Given task A
In the department news, which university invited Wai-lim Yip to deliver an inaugural lecture in May 1998?
Given task B
Print the department news from "Wai-lim Yip was" to "at the festival." without any changes.

------ Selected excerpt

Shelley Streeby has been awarded a
1998 Hellman Faculty Fellowship to support her research project, "The (Re)Production
of the Native: Empire, Amnesia, and the U.S.-Mexican War."
Wai-lim Yip was invited in May 1998 by
Beijing University to deliver the inaugural lecture, "Taoist Aesthetics and the
Postmodern," for a newly established lecture series in celebration of the
university's 100th anniversary. Professor Yip's book of poems for children, Mother
Tree, won the Best Reading for Children Award among all books published for children
in 1997. The award was issued by the joint committee of Min-sheng News, Kuo-yu
Daily News, and The Young Lion Youth Monthly under the charge of the
Cultural Branch of the Executive Yuan, Taiwan. Professor Yip's translation of a Zi Ye poem
(from his Chinese Poetry: an Anthology of Major Modes and Genres) was featured as
the main motif on a poster for the Geraldine R. Dodge Poetry Festival, Waterloo, New
Jersey, September 24-27, 1998; and he was invited to read his poetry and Zi Ye
translations at the festival.
Exams and Defenses
The following graduate students successfully completed qualifying examinations,
comprehensive examinations or defenses:
During Spring 1998
- Julie Barry, Ph.D. Dissertation Defense
- Octavia Davis, Ph.D. Dissertation Defense
- Patrick Durkee, Ph.D. Dissertation Defense
- Jaquelin Dutson, Ph.D. Qualifying Examination
- Melanie Jennings, Ph.D. Qualifying Examination
- Paula Powers, Ph.D. Dissertation Defense
- Ona Russell, Ph.D. Dissertation Defense
- Ami Silber, M.A. Thesis Defense
- Roberto Strongman, Ph.D. Qualifying Examination
During Summer 1998
- Eric Cazdyn, Ph.D. Dissertation Defense
- Abelardo Hernando, Ph.D. Dissertation Defense
- Sandra Logan, Ph.D. Qualifying Examination
- Ruben Murillo, M.A. Thesis Defense
1998 Stewart Prize
The winner of the 1998
Stewart Prize is Julian Kudritzki, selected for a prose piece titled
"There's No Sickness in Lakebrook." Julian graduated in June 1998 with a B.A. in
Literature/Writing. This annual student competition is sponsored by the Department of
Literature for the UCSD Spring Celebration of the Arts.

------------
------ Data records

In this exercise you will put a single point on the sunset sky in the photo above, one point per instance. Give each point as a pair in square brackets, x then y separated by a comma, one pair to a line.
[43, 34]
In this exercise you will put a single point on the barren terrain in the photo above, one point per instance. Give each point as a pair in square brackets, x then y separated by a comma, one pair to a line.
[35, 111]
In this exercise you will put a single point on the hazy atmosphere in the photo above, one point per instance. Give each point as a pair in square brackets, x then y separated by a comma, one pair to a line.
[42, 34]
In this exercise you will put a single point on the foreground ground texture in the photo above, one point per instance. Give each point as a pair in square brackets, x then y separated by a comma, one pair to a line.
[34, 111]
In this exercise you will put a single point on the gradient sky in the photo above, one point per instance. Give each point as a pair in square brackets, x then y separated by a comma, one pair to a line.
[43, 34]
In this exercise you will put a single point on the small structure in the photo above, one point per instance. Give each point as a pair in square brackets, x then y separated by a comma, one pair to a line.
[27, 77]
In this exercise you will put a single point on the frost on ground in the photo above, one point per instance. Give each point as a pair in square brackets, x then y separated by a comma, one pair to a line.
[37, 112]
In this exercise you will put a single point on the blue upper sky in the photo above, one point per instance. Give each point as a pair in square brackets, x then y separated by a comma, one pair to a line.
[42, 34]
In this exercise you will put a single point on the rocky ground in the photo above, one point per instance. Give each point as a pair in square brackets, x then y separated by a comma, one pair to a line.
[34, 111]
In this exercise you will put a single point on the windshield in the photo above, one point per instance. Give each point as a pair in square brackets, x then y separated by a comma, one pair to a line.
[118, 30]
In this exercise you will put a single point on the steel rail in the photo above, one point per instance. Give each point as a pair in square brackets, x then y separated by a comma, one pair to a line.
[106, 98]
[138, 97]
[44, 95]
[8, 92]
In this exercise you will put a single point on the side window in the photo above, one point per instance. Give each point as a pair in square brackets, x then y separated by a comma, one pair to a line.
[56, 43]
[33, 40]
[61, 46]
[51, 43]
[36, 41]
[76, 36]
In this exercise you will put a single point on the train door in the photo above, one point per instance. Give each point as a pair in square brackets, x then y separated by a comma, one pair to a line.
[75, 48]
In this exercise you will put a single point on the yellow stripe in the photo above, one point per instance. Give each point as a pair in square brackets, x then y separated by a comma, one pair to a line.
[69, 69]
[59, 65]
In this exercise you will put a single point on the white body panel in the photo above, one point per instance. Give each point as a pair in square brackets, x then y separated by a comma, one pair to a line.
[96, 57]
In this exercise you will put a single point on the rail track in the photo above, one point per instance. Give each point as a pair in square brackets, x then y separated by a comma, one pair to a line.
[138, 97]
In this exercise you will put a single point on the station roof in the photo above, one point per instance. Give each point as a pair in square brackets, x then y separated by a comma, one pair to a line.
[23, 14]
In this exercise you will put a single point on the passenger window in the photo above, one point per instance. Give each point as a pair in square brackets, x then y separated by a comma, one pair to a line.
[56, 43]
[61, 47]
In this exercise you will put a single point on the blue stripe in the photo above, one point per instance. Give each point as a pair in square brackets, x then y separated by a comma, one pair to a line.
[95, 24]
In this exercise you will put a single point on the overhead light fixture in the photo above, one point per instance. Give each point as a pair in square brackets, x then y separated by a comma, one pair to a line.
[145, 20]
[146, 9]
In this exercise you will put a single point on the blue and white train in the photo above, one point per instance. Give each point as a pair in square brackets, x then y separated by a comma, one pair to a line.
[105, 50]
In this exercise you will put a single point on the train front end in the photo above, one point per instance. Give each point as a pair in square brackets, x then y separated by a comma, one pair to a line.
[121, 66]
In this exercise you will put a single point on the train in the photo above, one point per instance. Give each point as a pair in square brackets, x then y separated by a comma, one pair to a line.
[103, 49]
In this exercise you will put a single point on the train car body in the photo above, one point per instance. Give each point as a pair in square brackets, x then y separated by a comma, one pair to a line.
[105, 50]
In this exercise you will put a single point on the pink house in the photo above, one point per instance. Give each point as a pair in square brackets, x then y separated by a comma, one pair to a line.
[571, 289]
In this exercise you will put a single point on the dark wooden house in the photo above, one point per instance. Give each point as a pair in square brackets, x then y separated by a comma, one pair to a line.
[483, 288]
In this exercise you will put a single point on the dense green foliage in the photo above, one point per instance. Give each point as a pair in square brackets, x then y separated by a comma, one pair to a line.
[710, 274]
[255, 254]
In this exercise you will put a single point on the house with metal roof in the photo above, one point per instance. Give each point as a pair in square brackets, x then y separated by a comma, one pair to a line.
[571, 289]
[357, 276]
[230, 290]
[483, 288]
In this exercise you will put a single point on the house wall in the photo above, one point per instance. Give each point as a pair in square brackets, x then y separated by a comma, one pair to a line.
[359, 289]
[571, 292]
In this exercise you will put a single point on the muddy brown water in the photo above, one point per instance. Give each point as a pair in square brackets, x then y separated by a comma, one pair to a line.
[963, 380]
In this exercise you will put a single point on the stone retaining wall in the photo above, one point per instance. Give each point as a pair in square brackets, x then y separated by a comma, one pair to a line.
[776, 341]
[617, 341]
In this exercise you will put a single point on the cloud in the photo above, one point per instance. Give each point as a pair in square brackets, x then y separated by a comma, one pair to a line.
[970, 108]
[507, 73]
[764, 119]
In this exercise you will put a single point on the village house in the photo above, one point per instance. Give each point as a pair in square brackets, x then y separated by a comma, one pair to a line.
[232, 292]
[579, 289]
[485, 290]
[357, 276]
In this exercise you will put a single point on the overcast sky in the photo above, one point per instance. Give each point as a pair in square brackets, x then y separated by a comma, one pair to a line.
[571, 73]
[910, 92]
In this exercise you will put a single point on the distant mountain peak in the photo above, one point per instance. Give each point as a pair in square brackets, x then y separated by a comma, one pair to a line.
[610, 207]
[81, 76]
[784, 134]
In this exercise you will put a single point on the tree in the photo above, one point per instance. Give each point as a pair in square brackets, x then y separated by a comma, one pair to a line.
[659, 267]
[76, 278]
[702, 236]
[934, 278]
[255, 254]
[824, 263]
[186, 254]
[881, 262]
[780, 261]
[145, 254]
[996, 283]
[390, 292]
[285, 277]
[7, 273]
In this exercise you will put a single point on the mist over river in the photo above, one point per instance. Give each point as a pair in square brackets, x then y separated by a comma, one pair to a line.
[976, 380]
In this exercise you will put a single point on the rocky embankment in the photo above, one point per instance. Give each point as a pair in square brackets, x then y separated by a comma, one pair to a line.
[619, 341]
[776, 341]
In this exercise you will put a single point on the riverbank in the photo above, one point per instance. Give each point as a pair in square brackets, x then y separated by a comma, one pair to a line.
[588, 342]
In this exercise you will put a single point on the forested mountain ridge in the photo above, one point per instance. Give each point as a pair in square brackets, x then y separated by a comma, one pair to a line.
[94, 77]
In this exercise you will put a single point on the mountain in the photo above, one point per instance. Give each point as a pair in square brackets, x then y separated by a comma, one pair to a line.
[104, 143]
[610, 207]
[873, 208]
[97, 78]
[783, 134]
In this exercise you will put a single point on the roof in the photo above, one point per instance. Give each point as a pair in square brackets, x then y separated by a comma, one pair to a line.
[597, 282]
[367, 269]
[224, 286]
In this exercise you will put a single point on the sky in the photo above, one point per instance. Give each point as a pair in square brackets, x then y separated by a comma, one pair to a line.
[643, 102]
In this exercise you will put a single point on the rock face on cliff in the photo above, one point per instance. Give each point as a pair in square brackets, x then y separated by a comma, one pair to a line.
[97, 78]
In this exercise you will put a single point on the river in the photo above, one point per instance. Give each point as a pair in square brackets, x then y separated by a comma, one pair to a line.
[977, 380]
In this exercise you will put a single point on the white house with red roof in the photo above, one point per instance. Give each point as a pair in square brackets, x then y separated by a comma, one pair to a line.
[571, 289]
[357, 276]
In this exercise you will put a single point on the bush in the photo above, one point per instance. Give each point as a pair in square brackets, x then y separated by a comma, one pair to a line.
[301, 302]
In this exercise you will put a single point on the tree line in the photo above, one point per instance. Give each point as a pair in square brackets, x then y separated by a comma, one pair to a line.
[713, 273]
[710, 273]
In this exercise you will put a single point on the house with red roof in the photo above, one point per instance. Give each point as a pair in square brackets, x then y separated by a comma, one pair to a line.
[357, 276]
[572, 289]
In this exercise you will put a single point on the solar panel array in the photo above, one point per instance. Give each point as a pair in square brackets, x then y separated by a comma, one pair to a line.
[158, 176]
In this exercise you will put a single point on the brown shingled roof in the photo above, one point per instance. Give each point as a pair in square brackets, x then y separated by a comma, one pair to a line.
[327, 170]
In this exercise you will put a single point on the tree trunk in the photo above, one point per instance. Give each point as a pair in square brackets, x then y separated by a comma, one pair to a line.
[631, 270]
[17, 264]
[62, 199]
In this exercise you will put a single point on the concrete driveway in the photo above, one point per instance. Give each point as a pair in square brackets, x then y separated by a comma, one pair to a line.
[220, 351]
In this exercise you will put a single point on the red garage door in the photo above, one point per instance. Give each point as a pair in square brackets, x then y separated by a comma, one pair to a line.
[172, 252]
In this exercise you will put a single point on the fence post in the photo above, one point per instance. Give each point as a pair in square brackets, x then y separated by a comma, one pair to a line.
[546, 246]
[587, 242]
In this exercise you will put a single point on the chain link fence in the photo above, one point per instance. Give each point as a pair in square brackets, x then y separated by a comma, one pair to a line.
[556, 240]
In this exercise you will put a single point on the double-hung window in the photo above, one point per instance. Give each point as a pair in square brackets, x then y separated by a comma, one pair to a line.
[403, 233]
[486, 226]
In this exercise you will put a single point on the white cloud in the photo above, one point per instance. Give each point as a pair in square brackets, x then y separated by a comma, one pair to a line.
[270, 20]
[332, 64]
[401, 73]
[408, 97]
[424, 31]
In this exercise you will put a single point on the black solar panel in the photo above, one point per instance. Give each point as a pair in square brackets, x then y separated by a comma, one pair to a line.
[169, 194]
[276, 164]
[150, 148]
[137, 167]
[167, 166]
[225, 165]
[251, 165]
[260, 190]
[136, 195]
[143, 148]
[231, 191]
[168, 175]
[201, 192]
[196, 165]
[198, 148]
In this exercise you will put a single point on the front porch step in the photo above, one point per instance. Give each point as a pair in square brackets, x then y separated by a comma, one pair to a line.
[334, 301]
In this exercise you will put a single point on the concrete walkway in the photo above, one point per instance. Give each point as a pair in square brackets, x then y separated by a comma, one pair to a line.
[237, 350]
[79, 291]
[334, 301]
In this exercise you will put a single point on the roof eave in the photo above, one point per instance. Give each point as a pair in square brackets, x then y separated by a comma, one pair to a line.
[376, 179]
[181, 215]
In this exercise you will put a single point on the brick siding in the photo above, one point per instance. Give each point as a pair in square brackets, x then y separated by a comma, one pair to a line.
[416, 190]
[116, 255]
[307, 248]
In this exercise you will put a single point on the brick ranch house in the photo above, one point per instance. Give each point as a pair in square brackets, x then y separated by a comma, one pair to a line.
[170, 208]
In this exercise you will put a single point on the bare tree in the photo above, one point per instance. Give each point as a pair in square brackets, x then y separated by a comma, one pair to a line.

------------

Exercise output A
Beijing University

Exercise output B
Wai-lim Yip was invited in May 1998 by
Beijing University to deliver the inaugural lecture, "Taoist Aesthetics and the
Postmodern," for a newly established lecture series in celebration of the
university's 100th anniversary. Professor Yip's book of poems for children, Mother
Tree, won the Best Reading for Children Award among all books published for children
in 1997. The award was issued by the joint committee of Min-sheng News, Kuo-yu
Daily News, and The Young Lion Youth Monthly under the charge of the
Cultural Branch of the Executive Yuan, Taiwan. Professor Yip's translation of a Zi Ye poem
(from his Chinese Poetry: an Anthology of Major Modes and Genres) was featured as
the main motif on a poster for the Geraldine R. Dodge Poetry Festival, Waterloo, New
Jersey, September 24-27, 1998; and he was invited to read his poetry and Zi Ye
translations at the festival.